Give back the entire listing verbatim.

Stored data:
....
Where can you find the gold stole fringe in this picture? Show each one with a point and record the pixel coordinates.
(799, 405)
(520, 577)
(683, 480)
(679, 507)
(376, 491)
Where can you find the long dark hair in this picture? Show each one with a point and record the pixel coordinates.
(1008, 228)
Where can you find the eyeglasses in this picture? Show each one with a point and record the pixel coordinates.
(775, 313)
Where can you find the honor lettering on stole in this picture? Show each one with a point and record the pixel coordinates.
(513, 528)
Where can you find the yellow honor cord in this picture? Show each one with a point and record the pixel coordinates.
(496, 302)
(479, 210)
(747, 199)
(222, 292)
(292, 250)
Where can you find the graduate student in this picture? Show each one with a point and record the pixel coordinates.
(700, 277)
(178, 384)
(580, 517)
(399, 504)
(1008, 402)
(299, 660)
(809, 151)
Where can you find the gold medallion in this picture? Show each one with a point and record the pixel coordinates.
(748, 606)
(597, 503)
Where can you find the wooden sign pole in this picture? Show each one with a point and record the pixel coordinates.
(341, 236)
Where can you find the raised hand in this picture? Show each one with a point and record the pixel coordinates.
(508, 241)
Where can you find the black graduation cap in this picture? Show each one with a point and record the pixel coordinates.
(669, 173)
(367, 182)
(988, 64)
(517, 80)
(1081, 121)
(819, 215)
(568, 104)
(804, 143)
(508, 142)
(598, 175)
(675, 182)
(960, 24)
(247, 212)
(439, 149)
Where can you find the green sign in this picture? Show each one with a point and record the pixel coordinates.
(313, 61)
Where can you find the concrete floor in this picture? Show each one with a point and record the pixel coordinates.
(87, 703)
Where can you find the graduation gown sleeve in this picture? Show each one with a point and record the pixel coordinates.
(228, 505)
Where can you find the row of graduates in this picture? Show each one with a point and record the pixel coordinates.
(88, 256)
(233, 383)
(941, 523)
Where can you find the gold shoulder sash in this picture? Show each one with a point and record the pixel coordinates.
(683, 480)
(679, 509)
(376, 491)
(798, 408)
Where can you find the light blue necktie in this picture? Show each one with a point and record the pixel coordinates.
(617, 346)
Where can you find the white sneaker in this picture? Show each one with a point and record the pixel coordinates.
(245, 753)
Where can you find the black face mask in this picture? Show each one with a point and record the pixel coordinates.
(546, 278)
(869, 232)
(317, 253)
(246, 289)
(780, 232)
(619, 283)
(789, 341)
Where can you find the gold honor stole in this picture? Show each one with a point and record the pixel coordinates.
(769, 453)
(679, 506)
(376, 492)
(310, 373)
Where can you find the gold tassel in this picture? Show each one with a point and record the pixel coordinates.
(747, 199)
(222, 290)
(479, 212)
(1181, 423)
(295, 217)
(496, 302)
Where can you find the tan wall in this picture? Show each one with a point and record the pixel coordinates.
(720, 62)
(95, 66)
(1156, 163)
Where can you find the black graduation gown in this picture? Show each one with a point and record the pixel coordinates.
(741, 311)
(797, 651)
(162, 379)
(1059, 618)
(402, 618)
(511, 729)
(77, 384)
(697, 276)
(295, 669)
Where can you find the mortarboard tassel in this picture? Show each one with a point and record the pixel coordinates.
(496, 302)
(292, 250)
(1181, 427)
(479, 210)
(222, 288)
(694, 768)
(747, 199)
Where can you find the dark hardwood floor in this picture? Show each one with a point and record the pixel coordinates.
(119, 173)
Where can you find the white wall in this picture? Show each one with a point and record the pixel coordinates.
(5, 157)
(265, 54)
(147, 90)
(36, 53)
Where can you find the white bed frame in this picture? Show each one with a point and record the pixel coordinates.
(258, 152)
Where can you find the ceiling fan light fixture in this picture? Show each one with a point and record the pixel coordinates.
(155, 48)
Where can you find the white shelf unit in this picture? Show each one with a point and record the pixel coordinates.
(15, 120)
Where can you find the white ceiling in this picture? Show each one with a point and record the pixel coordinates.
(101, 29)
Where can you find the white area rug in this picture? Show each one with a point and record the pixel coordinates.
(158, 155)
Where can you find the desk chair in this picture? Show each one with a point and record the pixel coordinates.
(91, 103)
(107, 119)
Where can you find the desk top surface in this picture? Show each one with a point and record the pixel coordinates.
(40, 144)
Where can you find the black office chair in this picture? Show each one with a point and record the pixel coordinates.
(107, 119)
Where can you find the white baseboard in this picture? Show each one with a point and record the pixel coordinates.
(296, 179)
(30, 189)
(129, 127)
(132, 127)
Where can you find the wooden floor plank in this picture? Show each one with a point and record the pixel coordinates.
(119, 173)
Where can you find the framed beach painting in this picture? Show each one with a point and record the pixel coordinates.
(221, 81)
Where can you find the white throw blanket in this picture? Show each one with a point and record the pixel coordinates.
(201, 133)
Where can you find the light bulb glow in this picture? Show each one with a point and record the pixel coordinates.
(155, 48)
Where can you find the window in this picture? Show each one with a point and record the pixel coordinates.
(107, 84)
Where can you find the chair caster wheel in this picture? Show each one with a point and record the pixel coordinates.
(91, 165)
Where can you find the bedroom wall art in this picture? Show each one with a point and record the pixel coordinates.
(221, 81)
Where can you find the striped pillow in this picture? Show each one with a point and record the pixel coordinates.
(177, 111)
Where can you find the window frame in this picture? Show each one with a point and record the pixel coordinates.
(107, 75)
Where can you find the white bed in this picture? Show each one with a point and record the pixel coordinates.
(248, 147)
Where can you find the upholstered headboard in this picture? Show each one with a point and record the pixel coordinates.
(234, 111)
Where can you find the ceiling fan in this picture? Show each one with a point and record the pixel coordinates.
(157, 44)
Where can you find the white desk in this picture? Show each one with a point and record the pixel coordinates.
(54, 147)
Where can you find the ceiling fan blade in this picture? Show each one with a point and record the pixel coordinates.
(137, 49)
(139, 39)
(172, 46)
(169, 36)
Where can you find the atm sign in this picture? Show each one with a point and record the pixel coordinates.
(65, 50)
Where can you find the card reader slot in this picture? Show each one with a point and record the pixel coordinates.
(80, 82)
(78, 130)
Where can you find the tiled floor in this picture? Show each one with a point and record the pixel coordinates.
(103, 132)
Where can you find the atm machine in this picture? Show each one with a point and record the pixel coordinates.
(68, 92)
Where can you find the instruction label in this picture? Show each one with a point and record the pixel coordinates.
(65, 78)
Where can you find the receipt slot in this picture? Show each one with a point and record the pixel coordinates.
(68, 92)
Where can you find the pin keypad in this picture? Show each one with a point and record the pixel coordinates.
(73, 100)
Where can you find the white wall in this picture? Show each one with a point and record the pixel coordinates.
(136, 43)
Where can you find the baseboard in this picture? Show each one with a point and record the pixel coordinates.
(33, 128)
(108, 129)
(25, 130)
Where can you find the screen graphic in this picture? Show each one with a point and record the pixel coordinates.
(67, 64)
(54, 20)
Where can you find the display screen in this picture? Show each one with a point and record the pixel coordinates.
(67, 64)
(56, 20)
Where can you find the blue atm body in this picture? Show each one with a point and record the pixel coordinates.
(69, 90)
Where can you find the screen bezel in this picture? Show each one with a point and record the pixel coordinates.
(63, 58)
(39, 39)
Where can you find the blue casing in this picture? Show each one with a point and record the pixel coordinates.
....
Task response:
Where can you find the gold stole fringe in this picture? Show each one with a point and record the pixel coordinates.
(799, 405)
(520, 577)
(683, 480)
(679, 507)
(376, 491)
Where can you find the long dark hair in this picture? Show each one with a point and record the pixel coordinates.
(1008, 228)
Where can you find the eyeglasses in this picture? Show each one with a point and record the pixel coordinates.
(775, 313)
Where can you find the honor lettering on stole in this picture? Show each one with a point and record the pixel coordinates.
(513, 528)
Where can you find the yellow honor cord in this picture? Show each one with a point and record the pixel coordinates.
(496, 302)
(479, 210)
(747, 199)
(222, 292)
(292, 250)
Where can you find the graduate student in this picture? Show each one with a point and record the pixel coordinates.
(700, 277)
(178, 384)
(580, 517)
(399, 504)
(1008, 402)
(299, 660)
(809, 151)
Where can you find the gold medallion in this picture? Show each one with a point and record the pixel coordinates.
(748, 606)
(597, 503)
Where can you find the wooden sign pole in this picture? Show each one with a point and record the pixel coordinates.
(341, 236)
Where can you find the raised hand in this picture? Show each one with a point and record the pixel coordinates.
(508, 241)
Where can you find the black graduation cap in this picture? Show each one with a point and record the pixel coordinates.
(669, 173)
(367, 182)
(988, 64)
(517, 80)
(1081, 121)
(819, 215)
(568, 104)
(804, 143)
(508, 142)
(598, 175)
(675, 182)
(960, 24)
(247, 212)
(439, 149)
Where can you find the green sign in this picture? Show each one with a point and record the pixel coordinates.
(313, 61)
Where can you find the concrete floor in this picture? Show each one with a point and record the pixel coordinates.
(87, 703)
Where can you find the graduation gown sleeve in this picture? Show each one with a point and record the pixel coordinates.
(228, 505)
Where can you find the row of graduates in this picture? Show each one with a point and record the pixel coordinates.
(88, 256)
(233, 383)
(941, 523)
Where can you find the gold shoulder sash in this picture? Show each one with a point and record the pixel coordinates.
(683, 480)
(679, 509)
(376, 491)
(798, 408)
Where can you find the light blue necktie in this picture? Show each one with a point and record the pixel coordinates.
(617, 346)
Where can you find the white sneaker in this picture? Show each one with a point and record the pixel coordinates.
(245, 753)
Where can you find the black face mask in this picture? Show each one with a point and record the pixel coordinates.
(546, 278)
(869, 232)
(317, 253)
(246, 289)
(780, 232)
(619, 283)
(789, 341)
Where can you find the gold honor stole in this picture? Show each one with a point and record the pixel coordinates.
(769, 453)
(679, 506)
(376, 492)
(310, 373)
Where can you find the gold tassel in this picture? Show each one with a point and record the pixel coordinates.
(747, 199)
(222, 290)
(479, 212)
(1181, 423)
(295, 217)
(496, 302)
Where can you find the tan wall in this picture? Show each one with a point and record the pixel coordinates.
(720, 62)
(95, 66)
(1156, 163)
Where can you find the black graduation gown in this picture? Show each one with a point and record the pixel coordinates.
(741, 311)
(797, 651)
(162, 379)
(1059, 618)
(402, 618)
(511, 729)
(77, 384)
(697, 276)
(295, 669)
Where can you find the mortarboard tassel in this picture? Show each one with a point and record the pixel coordinates.
(496, 302)
(292, 250)
(1181, 427)
(479, 210)
(222, 288)
(694, 768)
(747, 199)
Where can you find the dark hardwood floor in this picture? Show each one with a point and record the pixel coordinates.
(119, 173)
Where can you find the white wall in this picture? Show each one with a point and record the pixel coordinates.
(5, 157)
(265, 54)
(147, 90)
(36, 53)
Where can you find the white bed frame in this picture? Show each one with a point and record the pixel coordinates.
(258, 152)
Where can you find the ceiling fan light fixture in this picture? Show each one with a point and record the pixel coordinates.
(155, 48)
Where can you find the white shelf unit in this picture? Show each one with a point and record the pixel coordinates.
(15, 120)
Where can you find the white ceiling in this picture? Show each one with a point and record the pixel coordinates.
(101, 29)
Where can you find the white area rug in this picture? Show each one with a point and record the pixel coordinates.
(158, 155)
Where can you find the desk chair in this picture? Show each one with a point and record the pixel coordinates.
(91, 103)
(107, 119)
Where can you find the desk top surface in this picture? Show each one with a point and record the pixel coordinates.
(40, 144)
Where can you find the black office chair in this picture? Show each one with a point and record the pixel coordinates.
(107, 119)
Where can you find the white baseboard in this picture? Show each one with a point and record the pixel coordinates.
(296, 179)
(30, 189)
(129, 127)
(132, 127)
Where can you find the wooden floor plank in this picture? Show each one with a point and record the pixel coordinates.
(119, 173)
Where can you find the framed beach painting in this picture? Show each one with a point and record the pixel coordinates.
(221, 81)
Where can you find the white throw blanket in this picture? Show each one with a point and record the pixel coordinates.
(201, 133)
Where can you find the light bulb glow in this picture? Show each one with a point and record the pixel coordinates.
(155, 48)
Where can you find the window in this picture? Show each one with a point and record the pixel coordinates.
(107, 84)
Where can you find the chair caster wheel in this picture? Show each one with a point and record the pixel coordinates.
(91, 165)
Where can you find the bedroom wall art in this picture? Show each one with a point and record the pixel coordinates.
(221, 81)
Where can you find the striped pillow in this picture? Show each one with a point and record the pixel coordinates.
(177, 111)
Where can you find the window frame in this picture? Show each one with a point and record the pixel coordinates.
(107, 75)
Where can you find the white bed in this picture? Show each one with a point and record the pixel coordinates.
(248, 147)
Where can you find the upholstered headboard in this picture? Show each one with a point and record the pixel coordinates.
(234, 111)
Where can you find the ceiling fan in this picture? Show each one with a point and record the pixel coordinates.
(157, 44)
Where can you find the white desk in this picture? Show each one with a point and record the pixel coordinates.
(54, 147)
Where can you find the ceiling fan blade in this picture? Show each one with a point and record the pixel coordinates.
(137, 49)
(139, 39)
(172, 46)
(169, 36)
Where can you find the atm sign in this picture? Show each one with a point and record the pixel coordinates.
(65, 50)
Where can you find the card reader slot in this picture? Show each one with a point and record the pixel coordinates.
(80, 82)
(78, 130)
Where can you find the tiled floor in this picture? Show each one with a point and record the pixel coordinates.
(103, 132)
Where can you find the atm machine in this picture? Show each one with a point and record the pixel coordinates.
(68, 92)
Where can you find the instruction label in this picture? Show each one with a point and record the pixel coordinates.
(65, 78)
Where can you find the receipt slot in this picture? Show each one with a point and record the pixel coordinates.
(68, 92)
Where can you find the pin keypad in this picture? Show each one with a point and record the pixel coordinates.
(73, 100)
Where can you find the white wall in this picture? Show each one with a point and record the pixel coordinates.
(136, 43)
Where can you find the baseboard in this picture? Show each one with a point and record the pixel coordinates.
(33, 128)
(108, 129)
(25, 130)
Where can you find the screen graphic in this picture? Show each one with a point and record the pixel coordinates.
(67, 64)
(54, 20)
Where can you find the display screen in this picture? Show each one with a point and record the pixel coordinates.
(67, 64)
(56, 20)
Where can you find the blue atm body in this picture? Show each one with a point and record the pixel coordinates.
(69, 90)
Where can you find the screen bezel in this picture? Show each one with a point and record the pixel coordinates.
(63, 58)
(39, 39)
Where can you find the blue casing in this picture? Show each one with a point and record the pixel coordinates.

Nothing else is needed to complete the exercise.